- [TEXTE DE LA PAGE]
+===+
D’accord, donnons-nous donc le temps d’une réflexion approfondie  et contemporaine en évoquant quatre situations de vie :

L’éducation chaotique répressive

Elle est le fait, malheureusement assez fréquent, de parents fatigués, énervés par leur vie et peu subtils en éducation : ils crient, menacent, insultent, font du chantage affectif, punissent impulsivement puis reviennent en arrière, et ponctuent le quotidien de brèves fessées, gifles et autres secouements. Beaucoup de ces interventions prétendument éducatives sont contestables et contreproductives :de quoi provoquer les enfants à se montrer encore plus difficiles, tout en cassant plus profondément leur confiance en soi et leur créativité ! 

 Néanmoins, le terme » violence » me semble inapproprié pour qualifier cette ambiance: la violence est une parole ou un acte agressif qui a pour visée explicite de nuire gratuitement à l’autre : le faire souffrir physiquement ou moralement, diminuer sa joie de vivre, sa sécurité, s’en prendre sans raison à ses biens matériels, etc…Ici, ce n’est pas la volonté de ces parents, qui font plutôt preuve de manque de contrôle de soi et d’une maladresse largement inefficace.

Comment les faire évoluer ? La seule prohibition de la fessée via un texte de loi sera tout à fait inefficace : Beaucoup l’ignoreront ou remplaceront la fessée par des paroles ou des punitions au moins aussi désastreuses !

 Il faut aller vers eux, les écouter,  comprendre leurs difficultés et remédier à ce que l’on peut, les faire réfléchir,  leur proposer des modèles plus positifs et efficaces, via campagnes de prévention, campagnes de presse, textes, formations précoces dès l’école secondaire, etc…  

La maltraitance avérée en famille

Elle existe malheureusement, de forme, d’intensité et de durée variables, depuis les enfants élevés à la bien trop dure, en passant par Poil de carotte jusqu’aux enfants-martyrs (dans le placard ou battus à mort). Ses formes les plus graves restent peu fréquentes.
+===+
- [Étiquettes des points d'objets]
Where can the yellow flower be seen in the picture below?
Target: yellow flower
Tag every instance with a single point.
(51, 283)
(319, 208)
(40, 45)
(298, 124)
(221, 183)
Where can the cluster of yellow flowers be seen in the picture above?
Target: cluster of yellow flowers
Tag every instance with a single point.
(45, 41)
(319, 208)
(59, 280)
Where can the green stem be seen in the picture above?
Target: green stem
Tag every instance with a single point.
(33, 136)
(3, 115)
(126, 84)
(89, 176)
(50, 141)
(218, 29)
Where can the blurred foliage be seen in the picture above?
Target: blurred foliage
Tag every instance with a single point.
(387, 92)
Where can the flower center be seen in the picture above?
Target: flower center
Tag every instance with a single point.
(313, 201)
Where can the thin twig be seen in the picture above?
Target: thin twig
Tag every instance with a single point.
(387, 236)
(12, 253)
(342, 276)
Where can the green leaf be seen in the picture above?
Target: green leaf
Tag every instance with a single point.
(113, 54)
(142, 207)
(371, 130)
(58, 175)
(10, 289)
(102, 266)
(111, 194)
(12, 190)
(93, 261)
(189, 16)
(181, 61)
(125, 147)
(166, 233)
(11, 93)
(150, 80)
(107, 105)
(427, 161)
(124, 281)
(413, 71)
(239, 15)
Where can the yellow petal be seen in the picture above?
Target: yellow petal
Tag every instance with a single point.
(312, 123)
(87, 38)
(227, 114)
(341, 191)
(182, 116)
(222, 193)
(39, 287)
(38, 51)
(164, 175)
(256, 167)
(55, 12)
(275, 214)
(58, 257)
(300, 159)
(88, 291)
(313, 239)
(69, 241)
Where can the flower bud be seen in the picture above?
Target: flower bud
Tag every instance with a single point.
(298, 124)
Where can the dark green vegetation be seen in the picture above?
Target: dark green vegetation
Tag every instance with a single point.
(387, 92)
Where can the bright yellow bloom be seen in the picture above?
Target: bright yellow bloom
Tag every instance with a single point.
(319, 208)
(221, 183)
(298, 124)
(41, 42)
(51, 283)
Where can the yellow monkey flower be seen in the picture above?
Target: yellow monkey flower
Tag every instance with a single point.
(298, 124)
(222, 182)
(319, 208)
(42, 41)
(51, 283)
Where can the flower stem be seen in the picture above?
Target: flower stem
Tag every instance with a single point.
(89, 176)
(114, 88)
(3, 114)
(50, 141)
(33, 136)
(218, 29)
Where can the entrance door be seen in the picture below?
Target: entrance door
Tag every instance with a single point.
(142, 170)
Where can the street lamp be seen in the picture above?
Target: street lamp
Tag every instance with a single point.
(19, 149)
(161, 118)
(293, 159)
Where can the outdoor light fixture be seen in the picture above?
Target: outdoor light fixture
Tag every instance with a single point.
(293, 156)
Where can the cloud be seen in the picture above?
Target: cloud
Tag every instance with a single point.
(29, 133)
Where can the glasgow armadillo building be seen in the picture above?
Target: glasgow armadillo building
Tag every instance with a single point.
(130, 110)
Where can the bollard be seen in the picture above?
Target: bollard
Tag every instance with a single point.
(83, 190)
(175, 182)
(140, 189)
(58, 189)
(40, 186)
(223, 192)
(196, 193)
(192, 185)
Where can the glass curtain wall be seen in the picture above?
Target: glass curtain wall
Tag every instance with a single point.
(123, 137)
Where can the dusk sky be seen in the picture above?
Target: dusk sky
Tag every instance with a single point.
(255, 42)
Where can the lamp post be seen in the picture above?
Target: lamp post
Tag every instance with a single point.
+===+
- [LISTE DES CONSIGNES]
- 1) Citez le passage du texte sur l'éducation qui commence à « L’éducation chaotique répressive » et se termine à « et leur créativité ! ».
- 2) D'après le texte sur l'éducation, les affirmations suivantes sont-elles vraies ? Répondez par oui ou non, en citant les mots décisifs du texte. (a) Interdire la fessée par une loi suffirait à faire évoluer ces parents. (b) Le texte propose des formations dès l'école secondaire. (c) Les formes les plus graves de maltraitance en famille sont fréquentes.
- 3) Relevez les moyens que le texte sur l'éducation cite pour proposer aux parents des modèles plus positifs et efficaces.

- [RÉPONSES RÉDIGÉES]
- 1)
L’éducation chaotique répressive

Elle est le fait, malheureusement assez fréquent, de parents fatigués, énervés par leur vie et peu subtils en éducation : ils crient, menacent, insultent, font du chantage affectif, punissent impulsivement puis reviennent en arrière, et ponctuent le quotidien de brèves fessées, gifles et autres secouements. Beaucoup de ces interventions prétendument éducatives sont contestables et contreproductives :de quoi provoquer les enfants à se montrer encore plus difficiles, tout en cassant plus profondément leur confiance en soi et leur créativité !

- 2)
(a) Non : « La seule prohibition de la fessée via un texte de loi sera tout à fait inefficace ».
(b) Oui : « formations précoces dès l’école secondaire ».
(c) Non : « Ses formes les plus graves restent peu fréquentes. »

- 3)
- campagnes de prévention
- campagnes de presse
- textes
- formations précoces dès l’école secondaire